*** Given passage Section Begins ***
The novel foods discussion in Europe is a thorny one- and further one very misunderstood by natives, let alone those who would take Europe by canna storm. Within Europe, this discussion has festered and percolated for the better part of two years. Last year, despite a huge bump in sales in certain regions (see Switzerland), police were directly involved on the ground in Spain and rumblings of the same possibility took place in Austria at the end of the year. Early this year, further indecision at the EU level has continued to confuse the entire discussion.
This year, while there have been recent blow-ups in the UK, and fights at the EU level, the main action has been in the DACH region of the EU. The DACH trading alliance includes Germany, Switzerland and Austria.
In fact, the debate in this region of the world may drive not only European but UN policy. For that reason, the road currently is a thorny one, with lots of drama shaking out along the way in policy fights that still, at least in many European countries, involve the fuzz and what has been ostensibly packaged and labelled as “health food.”
It is for that reason that the most recent move by the German Federal Office of Consumer Protection and Food Safety (or BVL), which said that CBD should not be sold in food at all, has gotten all the attention lately. Especially and more worrying for the nascent CBD industry across the continent, the agency also opined that it does not see a case where CBD-containing cannabis would be marketable in foods or health supplements.
Last month, on April 11, the European Industrial Hemp Association (IEHA) issued a sharp rebuttal to the same. As they have just been asked to serve in an advisory role in setting EU regulations on novel foods and hemp extracts, this is likely to move the conversation forward regionally. Including in the DACH region where this issue is all over the place.
What Exactly Does Novel Foods Regulation Cover?
Novel Foods regulation in Europe covers two things, and this is true far from cannabis. It is consumer rights legislation and guidelines that cover all plant-based food and supplements across the continent. It also covers beauty products (since the skin is the body’s largest external organ) although so far, this tiny part of a niche industry has largely escaped attention. Do not expect that to last.
*** Given passage Section Ends ***
*** Provided records Section Begins ***
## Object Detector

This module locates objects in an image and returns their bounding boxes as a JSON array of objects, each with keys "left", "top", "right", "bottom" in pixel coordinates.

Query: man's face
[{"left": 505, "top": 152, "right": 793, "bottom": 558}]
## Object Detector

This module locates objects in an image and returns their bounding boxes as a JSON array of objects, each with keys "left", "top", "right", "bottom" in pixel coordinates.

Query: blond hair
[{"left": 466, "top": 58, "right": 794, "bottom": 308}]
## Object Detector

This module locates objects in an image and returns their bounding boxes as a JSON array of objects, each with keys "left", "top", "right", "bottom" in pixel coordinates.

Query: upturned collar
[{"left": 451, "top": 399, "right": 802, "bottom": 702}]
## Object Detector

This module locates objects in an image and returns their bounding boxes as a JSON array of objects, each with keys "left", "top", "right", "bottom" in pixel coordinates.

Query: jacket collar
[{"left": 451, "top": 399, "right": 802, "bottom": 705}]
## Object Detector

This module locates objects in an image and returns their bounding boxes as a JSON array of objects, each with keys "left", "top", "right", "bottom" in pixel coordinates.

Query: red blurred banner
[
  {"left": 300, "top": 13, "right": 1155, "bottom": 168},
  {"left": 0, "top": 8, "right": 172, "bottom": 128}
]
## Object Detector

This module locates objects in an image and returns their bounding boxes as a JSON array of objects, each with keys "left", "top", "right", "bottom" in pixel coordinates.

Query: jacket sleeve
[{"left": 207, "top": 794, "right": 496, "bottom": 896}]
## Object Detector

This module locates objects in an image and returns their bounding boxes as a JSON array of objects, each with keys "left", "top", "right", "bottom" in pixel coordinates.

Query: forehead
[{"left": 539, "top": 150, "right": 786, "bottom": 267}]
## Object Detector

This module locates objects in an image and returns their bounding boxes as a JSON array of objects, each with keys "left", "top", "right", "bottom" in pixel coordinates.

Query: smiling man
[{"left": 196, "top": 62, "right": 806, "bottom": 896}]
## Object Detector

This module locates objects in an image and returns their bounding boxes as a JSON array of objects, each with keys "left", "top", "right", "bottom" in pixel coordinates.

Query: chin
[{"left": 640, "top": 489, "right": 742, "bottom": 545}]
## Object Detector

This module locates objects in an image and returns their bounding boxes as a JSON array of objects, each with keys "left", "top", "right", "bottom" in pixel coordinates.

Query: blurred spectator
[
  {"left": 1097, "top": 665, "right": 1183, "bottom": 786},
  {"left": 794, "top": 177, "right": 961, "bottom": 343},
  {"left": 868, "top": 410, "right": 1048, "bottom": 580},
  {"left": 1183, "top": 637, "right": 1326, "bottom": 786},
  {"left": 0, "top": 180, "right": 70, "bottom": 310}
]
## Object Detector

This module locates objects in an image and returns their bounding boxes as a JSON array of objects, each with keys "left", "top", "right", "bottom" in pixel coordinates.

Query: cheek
*** Provided records Section Ends ***
> Work request 1: According to the article on CBD and novel foods in Europe, on what date did the European Industrial Hemp Association issue its rebuttal?
> Work request 2: List every country the article on CBD and novel foods in Europe names.
> Work request 3: Quote the article on CBD and novel foods in Europe from "This year, while" to "Switzerland and Austria.".
The data come from a different source than the article on CBD and novel foods in Europe.

> Your response 1: April 11

> Your response 2: Switzerland, Spain, Austria, the UK, Germany

> Your response 3:
This year, while there have been recent blow-ups in the UK, and fights at the EU level, the main action has been in the DACH region of the EU. The DACH trading alliance includes Germany, Switzerland and Austria.